So the difference between non-periodic. So non-periodic and periodic will be the difference between-- so I have some number t0 on the diagonals. t1, t2, t minus 1, t minus 2, and so on. Constant diagonals. So the key name there is Toeplitz. And if it's periodic, then I have, I'll say, c, c, c. And then the next one will be c1, c1, coming around to c1. And c2 coming around. So it's n by n period n. So it's a circulant matrix. N by N.

OK. That's the big picture. And I think in that first lab, you were asked to do the non-circulant case. Because that's the one where you have to do a little patience. What will be the length? Yeah, what would be the length of a non-circulant? So not circulant. Now, suppose the c vector has p components and the d vector has q components. How many components in their convolution? Shall I write that question down? Because that brings out the difference here.

So if I have p, if c has P components, d has q components, then the convolution of c and d has how many? So I'm multiplying. So it's really this corresponds to a polynomial of degree p minus 1, right? Polynomials of degree p minus 1.

And this guy would be degree q minus 1. Degree q minus 1. And when I multiply them, what's the degree? Just add. And how many coefficients? Well, one more I have to remember for that stupid 0 order term. So this would have p plus q minus 1 components. So that would have been the number that you've somehow had to work out in that first lab.

So that if this had n components and this had n, this would have 2n minus 1. It's just what you would have-- like you say 3 plus x times 1 plus 2x. In this case, p is 2, q is two, two components, two components. And if I multiply those, I get 3x and 6x is 7x and 2x squared. And so I have 2 plus 2 minus 1 equals 3 components. The constant x and x squared. Yeah, clear, right.

Yeah, so that's not the-- that's what I would get if I multiplied these matrices, if I had a two diagonal matrix, Toeplitz matrix, times a two diagonal Toeplitz matrix, that would give me a three diagonal answer. But if I am doing it periodically, I would only have two. That 2x squared would come back if I-- come back as a 2. so I just have 5 plus 7x. Right, good, good, good.

OK. So that's a reminder of what convolution is. Cyclic and non-cyclic, vectors and functions. OK, then eigenvalues and eigenvectors are the next step, and then the convolution rule is the last step. So eigenvectors. Eigenvectors of the circulant. Of course, I can only do square matrices.

So I'm doing the periodic case. So the eigenvectors are the columns of the eigenvector matrix. And I'm going to call it F for Fourier. So F is-- the first eigenvector is all 1s. An x eigenvector is the fourth root of 1, then the square root of 1, i6, i8, i fourth, i6, and finally, 1 i cubed i sixth i ninth. OK, that's F. Those are the four eigenvectors of the permutation p and of any polynomial in p. So my circulant is some c0 i plus c 1p plus c 2p squared and c3 pq.

**BRIEF**
In the lecture excerpt on convolution, list the diagonal values named for the Toeplitz matrix. The rows that come next have no connection to the lecture excerpt on convolution.

**DATA PROVIDED**
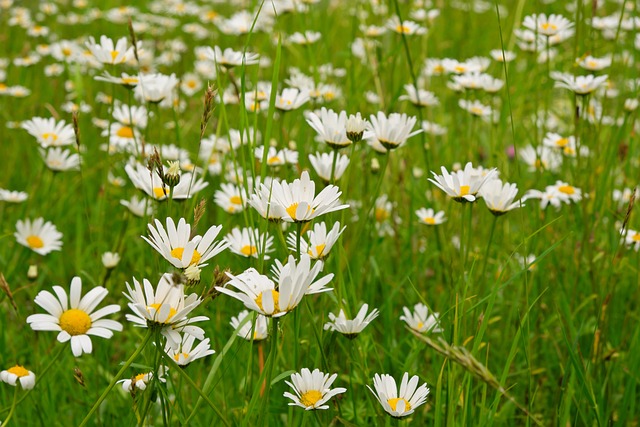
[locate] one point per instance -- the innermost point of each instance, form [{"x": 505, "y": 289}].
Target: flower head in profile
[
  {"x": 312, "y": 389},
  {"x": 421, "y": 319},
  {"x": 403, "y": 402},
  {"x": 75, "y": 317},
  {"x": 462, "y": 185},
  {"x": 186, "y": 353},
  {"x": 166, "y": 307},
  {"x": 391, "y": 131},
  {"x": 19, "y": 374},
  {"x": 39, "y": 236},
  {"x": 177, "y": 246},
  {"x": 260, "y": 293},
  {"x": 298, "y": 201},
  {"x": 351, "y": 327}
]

---

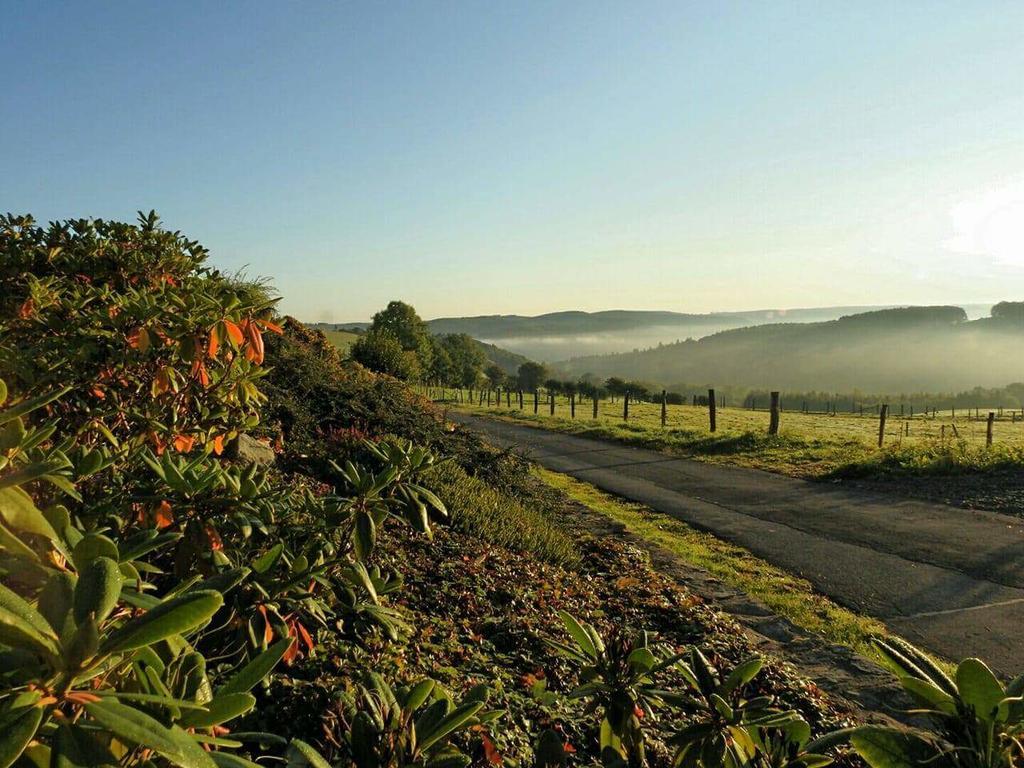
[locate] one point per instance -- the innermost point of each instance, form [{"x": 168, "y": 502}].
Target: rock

* * *

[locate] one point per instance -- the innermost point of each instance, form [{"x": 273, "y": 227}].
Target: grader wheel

**FULL ANSWER**
t0, t1, t2, t minus 1, t minus 2